Das Hides-Gasfeld war 1987 von BP-Prospektoren entdeckt worden, doch die Briten verloren das Interesse, das Feld ging an ExxonMobil. Ein weiteres wichtiges Gasfeld in der Nachbarschaft ist neben Angore das von Juha. Zusammen sollen die drei Felder 80 Prozent des geförderten Erdgases stellen. Weiteres Erdgas stammt aus den Ölfeldern von Agogo, Moran, Kutubu und Gobe, die seit den 1990er Jahren in Betrieb sind. Erdöl und Kondensate werden im Kumul Terminal verschifft, während das Erdgas in das PNG LNG-Terminal vor den Toren von Port Moresby wandert. Die Operation soll durch das Anzapfen der als ergiebig eingestuften Gasfelder von Elk-Antelope und P'nyang zukunftsfähig ausgebaut werden. Weitere Projekte sind im Gespräch.
....
> GESTELLTE AUFGABE 1
Sammle alle Zeilen unten, in denen die Zeichenfolge „white“ vorkommt, und beachte dabei die Groß- und Kleinschreibung.

[Zeilen zur Positionsbestimmung]
....
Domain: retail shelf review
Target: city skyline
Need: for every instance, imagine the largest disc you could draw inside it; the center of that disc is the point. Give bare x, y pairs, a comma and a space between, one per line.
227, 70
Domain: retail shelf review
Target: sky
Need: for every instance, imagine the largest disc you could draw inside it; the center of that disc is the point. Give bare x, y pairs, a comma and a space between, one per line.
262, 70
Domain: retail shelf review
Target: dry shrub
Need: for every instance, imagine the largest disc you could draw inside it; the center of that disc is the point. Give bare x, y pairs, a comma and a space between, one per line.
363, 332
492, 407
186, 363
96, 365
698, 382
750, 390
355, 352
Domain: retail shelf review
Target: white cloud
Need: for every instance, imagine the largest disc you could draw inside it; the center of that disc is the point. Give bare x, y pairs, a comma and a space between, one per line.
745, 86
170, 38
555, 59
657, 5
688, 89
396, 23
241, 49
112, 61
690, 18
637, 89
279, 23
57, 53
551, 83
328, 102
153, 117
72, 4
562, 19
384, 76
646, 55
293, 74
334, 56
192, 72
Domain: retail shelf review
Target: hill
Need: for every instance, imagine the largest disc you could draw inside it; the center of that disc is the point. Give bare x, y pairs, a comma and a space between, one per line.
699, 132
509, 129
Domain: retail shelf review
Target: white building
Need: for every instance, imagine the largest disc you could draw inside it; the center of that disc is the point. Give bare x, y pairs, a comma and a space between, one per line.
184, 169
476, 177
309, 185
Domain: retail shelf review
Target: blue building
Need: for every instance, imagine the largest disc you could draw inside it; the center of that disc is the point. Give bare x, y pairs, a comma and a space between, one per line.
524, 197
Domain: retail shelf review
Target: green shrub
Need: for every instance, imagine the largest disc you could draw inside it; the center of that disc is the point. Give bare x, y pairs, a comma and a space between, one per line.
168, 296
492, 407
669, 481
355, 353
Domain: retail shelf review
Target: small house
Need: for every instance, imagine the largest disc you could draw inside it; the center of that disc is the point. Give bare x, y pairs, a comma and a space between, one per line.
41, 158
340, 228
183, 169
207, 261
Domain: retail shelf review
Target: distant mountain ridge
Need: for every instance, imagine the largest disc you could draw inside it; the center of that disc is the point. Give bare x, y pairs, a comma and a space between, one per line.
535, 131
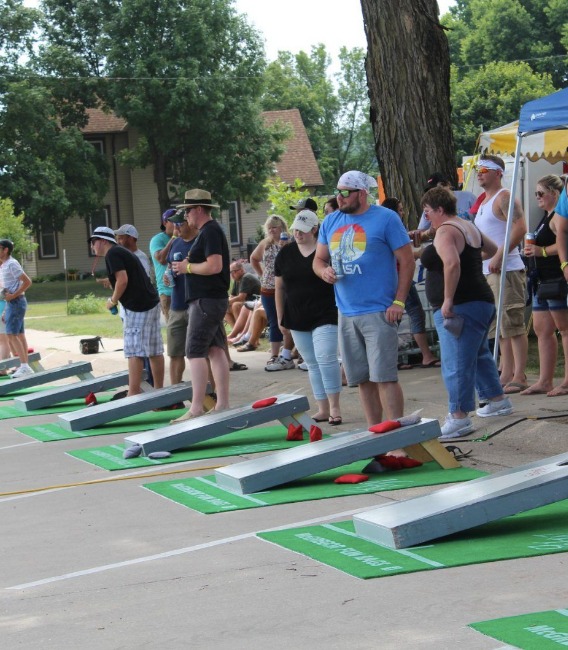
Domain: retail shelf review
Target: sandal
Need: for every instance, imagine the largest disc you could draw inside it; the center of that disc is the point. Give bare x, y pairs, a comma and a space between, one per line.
246, 348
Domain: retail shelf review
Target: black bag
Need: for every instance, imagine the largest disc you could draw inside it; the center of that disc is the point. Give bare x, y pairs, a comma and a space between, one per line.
556, 289
90, 346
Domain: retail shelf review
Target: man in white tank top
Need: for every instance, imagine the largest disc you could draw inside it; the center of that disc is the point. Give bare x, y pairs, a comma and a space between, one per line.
491, 219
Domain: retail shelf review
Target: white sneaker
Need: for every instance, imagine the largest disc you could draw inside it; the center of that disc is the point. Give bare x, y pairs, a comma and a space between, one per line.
455, 428
501, 407
280, 364
22, 371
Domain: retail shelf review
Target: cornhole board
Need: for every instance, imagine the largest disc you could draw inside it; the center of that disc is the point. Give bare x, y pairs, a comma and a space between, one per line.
291, 464
14, 362
459, 507
135, 404
289, 409
81, 369
71, 391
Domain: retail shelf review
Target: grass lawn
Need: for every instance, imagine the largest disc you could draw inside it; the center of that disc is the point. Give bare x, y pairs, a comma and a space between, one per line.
52, 316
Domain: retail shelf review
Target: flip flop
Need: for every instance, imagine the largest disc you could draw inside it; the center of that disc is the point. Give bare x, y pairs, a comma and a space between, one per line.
....
> GESTELLTE AUFGABE 2
Greif den Text über die Gasfelder oben wieder auf und führe ihn im Anschluss an seinen letzten Satz weiter.

> ANTWORT 1
Target: white cloud
Target: white building
Target: man in white tank top
Target: white sneaker

> ANTWORT 2
Papua-Neuguinea: Erster Pazifikstaat an der neuen Seidenstraße
Um die Einkommenslücke aus dem Erdgasgeschäft zu schließen und die sich abschwächende Wirtschaft wiederzubeleben, hat sich Papua-Neuguinea nun verstärkt an China gewandt. Die Regierung schuldet der staatlichen Export-Import-Bank von China nun 1,9 Milliarden US-Dollar an günstigen Krediten für Infrastrukturvorhaben, das entspricht fast einem Viertel ihrer Gesamtschulden.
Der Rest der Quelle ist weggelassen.